Records excerpted from a collection:
::::

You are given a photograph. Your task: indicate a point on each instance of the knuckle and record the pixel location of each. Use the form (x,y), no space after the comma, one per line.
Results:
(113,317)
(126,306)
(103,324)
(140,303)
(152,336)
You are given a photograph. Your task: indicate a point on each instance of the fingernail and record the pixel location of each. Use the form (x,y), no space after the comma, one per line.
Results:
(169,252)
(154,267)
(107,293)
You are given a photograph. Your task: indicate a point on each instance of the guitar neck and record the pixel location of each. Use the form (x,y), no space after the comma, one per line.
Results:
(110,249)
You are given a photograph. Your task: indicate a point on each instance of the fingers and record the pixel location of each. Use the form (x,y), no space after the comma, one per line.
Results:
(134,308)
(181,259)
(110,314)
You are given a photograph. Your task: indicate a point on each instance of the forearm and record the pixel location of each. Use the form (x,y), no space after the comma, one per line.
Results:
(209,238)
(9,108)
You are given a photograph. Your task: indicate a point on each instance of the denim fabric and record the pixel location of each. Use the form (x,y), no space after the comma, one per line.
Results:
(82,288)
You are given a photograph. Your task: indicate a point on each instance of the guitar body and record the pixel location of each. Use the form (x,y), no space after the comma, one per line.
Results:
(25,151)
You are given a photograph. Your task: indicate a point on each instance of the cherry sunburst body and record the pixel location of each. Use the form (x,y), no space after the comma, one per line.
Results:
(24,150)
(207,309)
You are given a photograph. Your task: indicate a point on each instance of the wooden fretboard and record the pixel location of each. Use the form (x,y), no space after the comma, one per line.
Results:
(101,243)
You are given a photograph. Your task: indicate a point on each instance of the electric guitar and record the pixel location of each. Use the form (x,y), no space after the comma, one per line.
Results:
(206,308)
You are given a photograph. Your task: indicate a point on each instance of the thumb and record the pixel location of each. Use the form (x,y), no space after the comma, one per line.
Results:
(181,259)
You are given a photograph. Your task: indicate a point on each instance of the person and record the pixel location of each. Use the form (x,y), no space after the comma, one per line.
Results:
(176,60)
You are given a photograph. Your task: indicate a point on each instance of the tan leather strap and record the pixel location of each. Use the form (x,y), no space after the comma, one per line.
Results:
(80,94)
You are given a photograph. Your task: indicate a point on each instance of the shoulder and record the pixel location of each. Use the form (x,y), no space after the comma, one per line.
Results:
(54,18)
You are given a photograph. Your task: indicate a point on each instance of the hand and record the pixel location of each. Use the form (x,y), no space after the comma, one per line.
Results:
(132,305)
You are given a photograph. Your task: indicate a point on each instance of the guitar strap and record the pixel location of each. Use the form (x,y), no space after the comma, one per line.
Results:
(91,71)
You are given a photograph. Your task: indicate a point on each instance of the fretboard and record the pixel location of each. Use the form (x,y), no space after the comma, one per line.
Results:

::::

_Work order_: Which lines above hold the string "guitar"? Copy every one of them.

_Answer_:
You are given a photograph. Your task: indicate a point on each instance of the guitar neck and record the pixel location of each. Use the form (x,y), no space after the comma, one per line.
You are given a photograph. Your task: indicate a point on each instance of the guitar body and record the pixel location of each. Use the form (x,y), no space after the comma, one per line.
You are given a photograph. Your task: indicate a point on each instance of the electric guitar and record the pixel location of each. Use the form (x,y), no space after the comma, one per line.
You are given a photograph. Your task: indicate a point on each instance of the guitar strap and record the pixel location of each. Use the form (x,y), no space after the comma, one per line.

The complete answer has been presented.